::: Exercise text
Made one year before the significantly better known film noir ‘Scarlett Street’, director Fritz Lang cast Edward G. Robinson, Joan Bennett and Dan Duryea in a dark tale of obsession and murder, albeit with a surprise twist at the end that no one saw coming… well, at least not upon the film’s original release in 1944.

It’s another very hot summer in New York and middle-aged psychology professor Richard Wanley (Edward G. Robinson) sends his wife and kids on a holiday somewhere in the country, away from the stifling heat, before he meets some friends in his club. Just before he enters he notices an oil painting of a particularly glamorous looking woman displayed in a window next to the club. He’s not alone, for his colleague Dr. Barkstane (Edmund Breon) and mutual friend District Attorney Frank Lalor (Raymond Massey) equally seem smitten by the portrait, or rather, by its subject. Film buffs may have noticed that in the same year, another film depicting one man’s obsession with a painting was released: ‘Laura’ starring Gene Tierney and Dana Andrews.
::::::
■ **Exercises**:
#1 In the film review, what is the name of the district attorney who is friends with Richard Wanley?
#2 Using the film review, explain in one to three sentences why Richard Wanley sends his wife and kids on a holiday in the country.
::: Supplied material
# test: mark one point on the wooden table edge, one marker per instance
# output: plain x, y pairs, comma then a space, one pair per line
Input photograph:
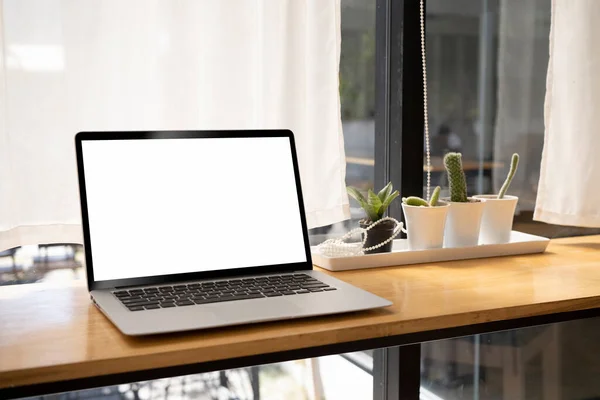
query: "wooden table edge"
188, 361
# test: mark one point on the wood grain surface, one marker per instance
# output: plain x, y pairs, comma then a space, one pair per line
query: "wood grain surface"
51, 333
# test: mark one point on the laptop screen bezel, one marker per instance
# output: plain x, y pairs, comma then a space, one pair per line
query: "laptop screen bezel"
172, 278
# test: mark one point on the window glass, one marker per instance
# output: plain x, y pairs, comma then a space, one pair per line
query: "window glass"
357, 94
486, 70
308, 379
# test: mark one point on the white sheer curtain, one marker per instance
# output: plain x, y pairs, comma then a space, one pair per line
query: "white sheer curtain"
570, 173
69, 66
522, 62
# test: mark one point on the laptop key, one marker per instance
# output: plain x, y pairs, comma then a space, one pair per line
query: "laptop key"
142, 303
316, 286
132, 300
229, 298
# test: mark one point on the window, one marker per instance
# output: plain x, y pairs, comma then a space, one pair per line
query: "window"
357, 95
486, 65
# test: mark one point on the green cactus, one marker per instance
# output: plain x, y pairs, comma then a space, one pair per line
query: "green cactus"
415, 201
419, 202
514, 163
435, 196
456, 177
374, 205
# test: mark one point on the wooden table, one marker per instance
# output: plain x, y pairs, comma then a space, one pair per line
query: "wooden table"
437, 164
53, 339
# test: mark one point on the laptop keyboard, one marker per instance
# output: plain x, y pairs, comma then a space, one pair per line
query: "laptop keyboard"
156, 297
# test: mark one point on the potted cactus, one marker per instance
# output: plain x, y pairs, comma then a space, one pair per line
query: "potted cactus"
464, 215
425, 221
375, 206
499, 210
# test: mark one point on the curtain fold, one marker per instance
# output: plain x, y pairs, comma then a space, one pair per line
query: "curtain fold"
570, 170
70, 66
522, 56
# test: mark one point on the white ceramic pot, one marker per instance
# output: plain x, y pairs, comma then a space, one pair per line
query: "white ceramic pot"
425, 226
463, 223
496, 222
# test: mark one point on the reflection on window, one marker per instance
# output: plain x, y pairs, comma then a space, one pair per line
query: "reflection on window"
310, 379
43, 263
486, 69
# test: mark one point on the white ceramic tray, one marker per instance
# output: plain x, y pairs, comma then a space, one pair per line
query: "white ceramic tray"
520, 243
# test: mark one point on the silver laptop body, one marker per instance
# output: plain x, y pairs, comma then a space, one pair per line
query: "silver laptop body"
200, 229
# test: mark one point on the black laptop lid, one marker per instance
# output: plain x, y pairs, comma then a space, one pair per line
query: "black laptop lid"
161, 207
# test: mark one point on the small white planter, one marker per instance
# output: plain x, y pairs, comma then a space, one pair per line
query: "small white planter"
425, 226
463, 223
497, 219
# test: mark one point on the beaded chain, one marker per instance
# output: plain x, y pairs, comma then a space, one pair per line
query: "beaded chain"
425, 105
340, 248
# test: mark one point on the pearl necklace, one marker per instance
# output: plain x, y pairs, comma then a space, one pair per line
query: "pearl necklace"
340, 248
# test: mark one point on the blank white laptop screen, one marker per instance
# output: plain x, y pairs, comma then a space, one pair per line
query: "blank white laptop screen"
170, 206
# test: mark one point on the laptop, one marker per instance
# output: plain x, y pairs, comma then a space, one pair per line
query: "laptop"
189, 230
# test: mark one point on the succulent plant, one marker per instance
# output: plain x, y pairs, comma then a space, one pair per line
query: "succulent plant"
456, 177
514, 164
419, 202
375, 205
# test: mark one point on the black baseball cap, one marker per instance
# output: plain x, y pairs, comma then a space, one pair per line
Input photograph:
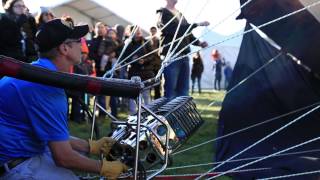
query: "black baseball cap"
56, 31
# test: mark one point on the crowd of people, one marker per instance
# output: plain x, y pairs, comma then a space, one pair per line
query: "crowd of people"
38, 135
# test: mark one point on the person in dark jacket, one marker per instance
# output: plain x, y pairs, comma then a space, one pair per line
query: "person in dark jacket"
96, 50
156, 62
142, 68
177, 73
196, 72
17, 32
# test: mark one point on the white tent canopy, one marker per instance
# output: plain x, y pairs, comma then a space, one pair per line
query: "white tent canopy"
88, 11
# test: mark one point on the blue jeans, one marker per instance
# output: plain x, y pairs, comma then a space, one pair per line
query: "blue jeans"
145, 100
40, 167
177, 76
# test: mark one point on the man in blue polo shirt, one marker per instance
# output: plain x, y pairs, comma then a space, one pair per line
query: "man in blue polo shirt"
34, 136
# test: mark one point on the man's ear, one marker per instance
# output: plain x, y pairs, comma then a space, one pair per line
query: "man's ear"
63, 49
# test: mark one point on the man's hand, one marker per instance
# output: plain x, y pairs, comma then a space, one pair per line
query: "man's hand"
203, 44
112, 169
103, 145
204, 23
141, 61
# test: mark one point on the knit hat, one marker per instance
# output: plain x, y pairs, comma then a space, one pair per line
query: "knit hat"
56, 31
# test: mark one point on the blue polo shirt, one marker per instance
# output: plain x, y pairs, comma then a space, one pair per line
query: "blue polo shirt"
31, 115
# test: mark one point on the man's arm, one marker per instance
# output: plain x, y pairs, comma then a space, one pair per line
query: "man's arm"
65, 156
79, 145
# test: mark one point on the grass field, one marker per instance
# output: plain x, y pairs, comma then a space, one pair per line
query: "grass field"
200, 155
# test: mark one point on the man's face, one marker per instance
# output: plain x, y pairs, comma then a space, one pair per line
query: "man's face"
102, 30
73, 50
153, 31
19, 8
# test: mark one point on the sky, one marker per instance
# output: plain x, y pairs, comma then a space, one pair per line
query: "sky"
142, 12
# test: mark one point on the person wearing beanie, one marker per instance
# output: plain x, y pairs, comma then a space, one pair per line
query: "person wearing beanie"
17, 31
35, 142
44, 15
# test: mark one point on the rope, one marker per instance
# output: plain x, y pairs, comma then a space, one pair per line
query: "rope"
247, 128
252, 29
292, 175
238, 160
212, 174
170, 53
181, 37
264, 138
266, 157
245, 79
208, 30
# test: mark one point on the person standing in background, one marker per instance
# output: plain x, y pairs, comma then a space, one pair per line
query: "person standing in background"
17, 32
196, 72
217, 66
156, 62
177, 74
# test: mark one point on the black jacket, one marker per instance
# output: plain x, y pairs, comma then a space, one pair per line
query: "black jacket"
145, 70
168, 32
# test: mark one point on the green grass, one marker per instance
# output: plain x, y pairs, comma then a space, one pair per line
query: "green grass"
200, 155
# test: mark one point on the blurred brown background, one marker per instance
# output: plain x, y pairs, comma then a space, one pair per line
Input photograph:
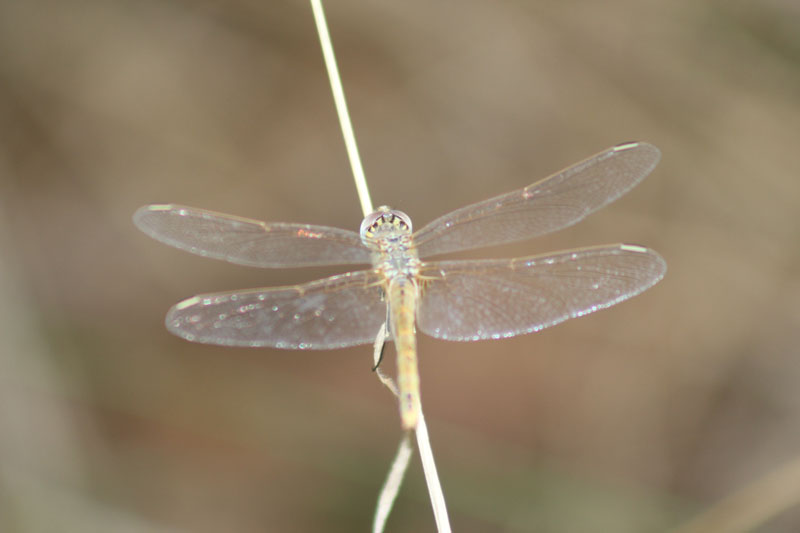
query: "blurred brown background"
634, 419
::::::
■ **Answers to the exercise**:
#1 Frank Lalor, played by Raymond Massey.

#2 It is another very hot summer in New York, so Wanley sends his wife and kids to the country to get them away from the stifling heat.